WORK TO DO
a - In the bakery review, what price is given for a pack of 20 falafels?
b - Reproduce word for word the stretch of the bakery review from "Cedars Bakery, Preston, Melbourne" through "other big city.".

— begin GIVEN PASSAGE —

Cedars Bakery, Preston, Melbourne
http://www.urbanspoon.com

Photograph © Jess Carey 2014

To glance at it like this, there’s nothing special or exciting about this place. It looks like any other dodgy little bakery in any other suburb, in any other big city.

In Melbourne’s northern suburbs in particular, it’s really nothing special or exciting – there are Lebanese bakeries everywhere in these neighbourhoods, generally open 7 days, and always with mouth watering smells emanating from them. So what makes this one worth a second look?

 

For starters, not only is this an absolutely killer bakery (we’ll get to that), it’s a pretty decent little Middle Eastern supermarket too! With more varieties of grains, legumes, herbs and spices than you can poke a stick at, as well as everything else from picked vegetables to laundry detergent and pomegranate extract, you become fixated, in a sort of a trance as you wind your way to the counter to order your food via the shelves on the left hand wall. As you pour through the stocked wonders, you start coming up with all sorts of delicious dishes you could make at home, if you could manage to work out exactly what to do with it all! Oh, and as well as a great range, the prices are phenomenal! Pack of 20 falafels for $6.90? WHAT?! Guess who’s having falafels for lunch every day next week?!

But now to the actual eat-in food.

Photograph © Jess Carey 2014

A few great things about the food they sell there:

1. They bake it all fresh, in front of you, right behind the counter. While this lovely lady in the photo above is taking your order, the guy in the photo above this one is extracting the little baked packages of goodness from the ovens and piling them up on the side of the counter.

— end GIVEN PASSAGE —
— begin DATASET EXTRACT —

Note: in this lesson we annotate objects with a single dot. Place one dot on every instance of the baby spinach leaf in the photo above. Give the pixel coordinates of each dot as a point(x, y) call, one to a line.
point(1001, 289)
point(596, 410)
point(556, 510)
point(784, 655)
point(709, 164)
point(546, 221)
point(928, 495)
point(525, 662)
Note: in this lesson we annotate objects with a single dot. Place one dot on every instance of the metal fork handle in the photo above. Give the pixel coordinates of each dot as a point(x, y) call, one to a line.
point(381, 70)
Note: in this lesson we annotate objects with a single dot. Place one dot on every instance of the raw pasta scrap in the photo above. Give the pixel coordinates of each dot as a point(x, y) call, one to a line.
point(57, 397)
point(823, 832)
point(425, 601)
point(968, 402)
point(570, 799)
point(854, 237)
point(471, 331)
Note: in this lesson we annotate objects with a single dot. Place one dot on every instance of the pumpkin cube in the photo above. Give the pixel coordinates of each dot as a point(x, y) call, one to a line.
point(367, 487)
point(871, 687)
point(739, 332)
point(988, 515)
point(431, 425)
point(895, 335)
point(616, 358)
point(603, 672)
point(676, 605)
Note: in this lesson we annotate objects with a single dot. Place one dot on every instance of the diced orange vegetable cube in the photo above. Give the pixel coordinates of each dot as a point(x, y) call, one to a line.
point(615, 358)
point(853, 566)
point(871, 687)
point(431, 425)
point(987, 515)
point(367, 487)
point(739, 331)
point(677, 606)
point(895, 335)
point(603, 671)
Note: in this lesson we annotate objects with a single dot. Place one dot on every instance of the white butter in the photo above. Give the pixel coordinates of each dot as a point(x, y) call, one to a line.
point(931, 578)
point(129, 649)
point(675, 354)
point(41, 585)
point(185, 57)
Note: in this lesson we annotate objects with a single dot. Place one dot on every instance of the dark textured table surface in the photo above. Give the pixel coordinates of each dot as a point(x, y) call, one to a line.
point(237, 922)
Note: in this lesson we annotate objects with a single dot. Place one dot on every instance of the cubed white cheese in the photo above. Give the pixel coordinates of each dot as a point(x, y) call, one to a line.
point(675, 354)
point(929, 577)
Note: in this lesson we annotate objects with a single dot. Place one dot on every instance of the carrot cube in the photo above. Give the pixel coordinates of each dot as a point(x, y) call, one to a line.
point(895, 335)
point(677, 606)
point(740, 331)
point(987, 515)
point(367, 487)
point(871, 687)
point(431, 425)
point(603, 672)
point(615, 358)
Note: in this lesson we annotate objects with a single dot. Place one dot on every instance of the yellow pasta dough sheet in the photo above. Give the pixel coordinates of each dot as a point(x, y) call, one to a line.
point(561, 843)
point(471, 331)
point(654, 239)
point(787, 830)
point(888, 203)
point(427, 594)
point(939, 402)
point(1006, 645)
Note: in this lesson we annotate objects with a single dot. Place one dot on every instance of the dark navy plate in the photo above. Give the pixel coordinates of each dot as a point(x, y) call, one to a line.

— end DATASET EXTRACT —

RESPONSES IN ORDER
a - $6.90

b -
Cedars Bakery, Preston, Melbourne
http://www.urbanspoon.com

Photograph © Jess Carey 2014

To glance at it like this, there’s nothing special or exciting about this place. It looks like any other dodgy little bakery in any other suburb, in any other big city.